====== Study material
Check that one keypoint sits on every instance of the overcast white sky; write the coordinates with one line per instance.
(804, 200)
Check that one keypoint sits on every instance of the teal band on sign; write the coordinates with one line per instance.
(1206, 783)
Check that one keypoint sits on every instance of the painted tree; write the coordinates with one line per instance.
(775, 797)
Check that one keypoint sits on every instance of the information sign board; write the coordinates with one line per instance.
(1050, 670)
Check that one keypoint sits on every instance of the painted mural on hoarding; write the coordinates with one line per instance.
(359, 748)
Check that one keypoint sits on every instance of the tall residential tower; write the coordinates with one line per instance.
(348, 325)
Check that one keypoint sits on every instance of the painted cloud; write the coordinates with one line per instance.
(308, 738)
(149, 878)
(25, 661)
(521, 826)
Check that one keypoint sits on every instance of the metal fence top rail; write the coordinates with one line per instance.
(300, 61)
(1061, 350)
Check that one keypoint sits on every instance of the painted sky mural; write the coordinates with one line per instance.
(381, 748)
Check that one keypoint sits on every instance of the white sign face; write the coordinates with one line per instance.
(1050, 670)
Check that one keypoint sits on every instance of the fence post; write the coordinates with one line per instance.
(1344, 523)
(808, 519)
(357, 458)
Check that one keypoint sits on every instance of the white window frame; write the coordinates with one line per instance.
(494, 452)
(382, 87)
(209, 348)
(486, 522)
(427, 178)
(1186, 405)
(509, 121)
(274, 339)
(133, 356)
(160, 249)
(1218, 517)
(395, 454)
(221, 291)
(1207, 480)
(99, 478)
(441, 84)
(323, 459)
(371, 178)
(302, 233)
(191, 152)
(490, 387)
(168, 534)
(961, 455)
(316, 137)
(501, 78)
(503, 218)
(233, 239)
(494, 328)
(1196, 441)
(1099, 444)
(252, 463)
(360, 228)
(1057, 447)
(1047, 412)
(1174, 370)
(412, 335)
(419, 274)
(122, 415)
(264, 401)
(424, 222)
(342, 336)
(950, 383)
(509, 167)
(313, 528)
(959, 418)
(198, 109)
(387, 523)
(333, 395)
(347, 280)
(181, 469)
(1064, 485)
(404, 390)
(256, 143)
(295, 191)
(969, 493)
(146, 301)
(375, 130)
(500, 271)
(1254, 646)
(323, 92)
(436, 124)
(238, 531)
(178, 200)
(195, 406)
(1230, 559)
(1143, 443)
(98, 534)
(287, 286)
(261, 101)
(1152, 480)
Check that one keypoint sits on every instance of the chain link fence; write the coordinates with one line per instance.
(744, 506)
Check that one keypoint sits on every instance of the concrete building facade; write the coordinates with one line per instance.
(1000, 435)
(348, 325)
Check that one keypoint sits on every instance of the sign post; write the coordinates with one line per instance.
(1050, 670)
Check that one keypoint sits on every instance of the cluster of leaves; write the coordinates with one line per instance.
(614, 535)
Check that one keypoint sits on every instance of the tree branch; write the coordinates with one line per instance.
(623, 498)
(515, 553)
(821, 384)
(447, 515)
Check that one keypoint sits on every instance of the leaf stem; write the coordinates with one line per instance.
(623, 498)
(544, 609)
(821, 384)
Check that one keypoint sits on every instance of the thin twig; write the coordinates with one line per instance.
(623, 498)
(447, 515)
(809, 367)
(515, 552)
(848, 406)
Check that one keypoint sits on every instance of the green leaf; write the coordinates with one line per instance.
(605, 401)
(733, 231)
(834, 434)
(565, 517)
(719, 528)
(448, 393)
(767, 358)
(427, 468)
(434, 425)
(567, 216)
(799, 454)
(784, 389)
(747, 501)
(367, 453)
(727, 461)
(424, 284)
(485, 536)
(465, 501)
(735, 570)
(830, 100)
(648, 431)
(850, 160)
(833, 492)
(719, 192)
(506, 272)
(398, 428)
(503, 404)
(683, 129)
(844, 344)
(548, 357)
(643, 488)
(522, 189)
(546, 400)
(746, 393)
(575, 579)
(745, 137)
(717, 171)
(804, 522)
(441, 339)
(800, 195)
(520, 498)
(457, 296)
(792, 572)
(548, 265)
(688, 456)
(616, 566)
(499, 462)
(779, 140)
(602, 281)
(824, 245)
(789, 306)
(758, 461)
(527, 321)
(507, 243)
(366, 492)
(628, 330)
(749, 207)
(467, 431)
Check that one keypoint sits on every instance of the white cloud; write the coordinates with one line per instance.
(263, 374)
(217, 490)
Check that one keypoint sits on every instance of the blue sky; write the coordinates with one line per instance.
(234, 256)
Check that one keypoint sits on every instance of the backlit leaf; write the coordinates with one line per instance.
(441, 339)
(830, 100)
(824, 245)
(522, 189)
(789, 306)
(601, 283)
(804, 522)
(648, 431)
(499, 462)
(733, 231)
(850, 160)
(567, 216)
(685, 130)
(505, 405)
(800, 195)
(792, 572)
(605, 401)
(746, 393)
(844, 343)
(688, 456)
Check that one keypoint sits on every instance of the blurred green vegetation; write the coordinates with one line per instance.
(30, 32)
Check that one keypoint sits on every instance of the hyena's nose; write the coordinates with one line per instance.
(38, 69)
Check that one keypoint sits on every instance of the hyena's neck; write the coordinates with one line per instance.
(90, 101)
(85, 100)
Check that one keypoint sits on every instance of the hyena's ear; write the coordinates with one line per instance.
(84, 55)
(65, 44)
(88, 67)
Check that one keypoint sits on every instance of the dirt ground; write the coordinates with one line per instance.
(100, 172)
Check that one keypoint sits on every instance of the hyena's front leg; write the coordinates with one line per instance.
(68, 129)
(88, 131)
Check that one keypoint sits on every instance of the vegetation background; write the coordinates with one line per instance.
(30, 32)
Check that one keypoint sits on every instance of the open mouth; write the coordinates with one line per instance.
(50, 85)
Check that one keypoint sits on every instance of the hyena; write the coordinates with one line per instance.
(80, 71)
============
What the task requires. Would you restate every record word for word?

The answer.
Check that one keypoint sits on every instance of the overcast white sky; write the coordinates with one line per instance.
(804, 200)
Check that one keypoint sits on every instance of the teal band on sign; write the coordinates with one line per instance.
(1206, 783)
Check that one keypoint sits on every instance of the painted tree; write the coordinates with one line per instance.
(775, 797)
Check that one keypoint sits on every instance of the information sign board; write the coordinates with one line per instance.
(1050, 670)
Check that one keypoint sits on every instance of the painted mural on hoarding; write the coordinates with one line per instance.
(359, 748)
Check that one keypoint sits on every instance of the tall residential tower; write the coordinates with one line per instance.
(348, 325)
Check that one keypoint sits on every instance of the painted cloud; write the coordinates with one line per instance.
(308, 738)
(149, 878)
(25, 661)
(521, 826)
Check that one keypoint sits on every instance of the metal fence top rail; write the coordinates with one line per instance.
(300, 61)
(1061, 350)
Check that one keypoint sits on every instance of the painted sky mural; write the coordinates with one line per instance.
(381, 748)
Check that one keypoint sits on every instance of the white sign face; write the coordinates with one line per instance.
(1050, 670)
Check that one keypoint sits on every instance of the fence post; write the coordinates with one line per instance.
(1344, 523)
(808, 519)
(357, 458)
Check that one keypoint sits on every instance of the white window frame; write the coordinates with one line per instance.
(494, 452)
(382, 87)
(209, 348)
(486, 522)
(427, 178)
(1186, 405)
(509, 121)
(274, 339)
(133, 356)
(160, 249)
(1218, 517)
(395, 454)
(221, 291)
(1207, 480)
(99, 478)
(441, 84)
(323, 459)
(371, 178)
(302, 233)
(191, 152)
(490, 387)
(168, 534)
(961, 455)
(316, 137)
(501, 78)
(503, 218)
(233, 239)
(494, 328)
(1196, 441)
(1099, 444)
(252, 463)
(360, 228)
(1057, 447)
(1047, 412)
(1174, 370)
(412, 335)
(419, 274)
(122, 415)
(264, 401)
(424, 222)
(342, 336)
(950, 383)
(509, 167)
(313, 528)
(959, 418)
(198, 109)
(387, 523)
(333, 395)
(347, 280)
(181, 469)
(1064, 485)
(404, 390)
(256, 143)
(295, 191)
(969, 493)
(146, 301)
(375, 130)
(500, 271)
(1254, 646)
(323, 92)
(436, 124)
(238, 531)
(178, 200)
(195, 406)
(1230, 559)
(1143, 443)
(98, 534)
(287, 286)
(261, 101)
(1152, 480)
Check that one keypoint sits on every instance of the chain link fence; write the coordinates with one line per instance.
(744, 506)
Check that one keypoint sits on every instance of the concrete building facade; write the coordinates with one line per instance.
(1000, 435)
(348, 325)
Check that one keypoint sits on every instance of the sign post; write the coordinates with one line per instance.
(1050, 670)
Check that one keypoint sits on every instance of the cluster of leaves; write the coordinates with one line per instance.
(614, 535)
Check that one keypoint sits on every instance of the tree branch; write the coordinates with one line per instance.
(623, 498)
(515, 553)
(821, 384)
(447, 515)
Check that one keypoint sits on every instance of the leaf stem; write the coordinates with one line per instance.
(623, 498)
(544, 609)
(821, 384)
Check that one keypoint sits on every instance of the thin twig; write the coordinates with one line per instance.
(623, 498)
(447, 515)
(809, 367)
(515, 552)
(848, 406)
Check that one keypoint sits on every instance of the green leaf; write the coordinates with one line per instance.
(605, 401)
(733, 231)
(834, 434)
(565, 517)
(719, 528)
(448, 393)
(767, 358)
(427, 468)
(434, 425)
(567, 216)
(799, 454)
(784, 389)
(747, 501)
(367, 453)
(727, 461)
(424, 284)
(485, 536)
(465, 501)
(735, 570)
(830, 100)
(648, 431)
(850, 160)
(833, 492)
(719, 192)
(506, 272)
(398, 428)
(503, 404)
(683, 129)
(844, 344)
(548, 357)
(643, 488)
(522, 189)
(546, 400)
(746, 393)
(575, 579)
(745, 137)
(717, 171)
(804, 522)
(441, 339)
(800, 195)
(520, 498)
(457, 296)
(792, 572)
(548, 265)
(688, 456)
(616, 566)
(499, 462)
(779, 140)
(602, 281)
(824, 245)
(789, 306)
(758, 461)
(527, 321)
(507, 243)
(366, 492)
(628, 330)
(749, 207)
(467, 431)
Check that one keypoint sits on every instance of the white cloud; write the coordinates with one line per instance.
(263, 374)
(217, 490)
Check that one keypoint sits on every instance of the blue sky; write the coordinates with one line per instance.
(234, 256)
Check that one keypoint sits on every instance of the backlit leaf; write the coordinates with one line per instance.
(441, 339)
(830, 100)
(824, 245)
(522, 189)
(789, 306)
(601, 283)
(804, 522)
(648, 431)
(499, 462)
(733, 231)
(850, 160)
(567, 216)
(685, 130)
(505, 405)
(800, 195)
(792, 572)
(605, 401)
(746, 393)
(844, 343)
(688, 456)
Check that one keypoint sits on every instance of the blurred green vegetation; write the coordinates with one line per instance.
(30, 32)
Check that one keypoint sits on every instance of the hyena's nose; write the coordinates with one line per instance.
(38, 69)
Check that one keypoint sits on every instance of the hyena's neck; write the coordinates with one line per instance.
(90, 101)
(85, 100)
Check that one keypoint sits on every instance of the hyena's ear; write the coordinates with one line per instance.
(84, 55)
(65, 44)
(88, 67)
Check that one keypoint sits on every instance of the dirt ground; write the coordinates with one line per instance.
(100, 172)
Check that one keypoint sits on every instance of the hyena's front leg; write the coordinates with one line per instance.
(68, 129)
(88, 131)
Check that one keypoint sits on every instance of the vegetation background; write the coordinates with one line per instance.
(30, 32)
Check that one keypoint sits on every instance of the open mouth; write the coordinates with one line per instance.
(50, 85)
Check that one keypoint sits on every instance of the hyena; write the coordinates with one line per instance.
(80, 71)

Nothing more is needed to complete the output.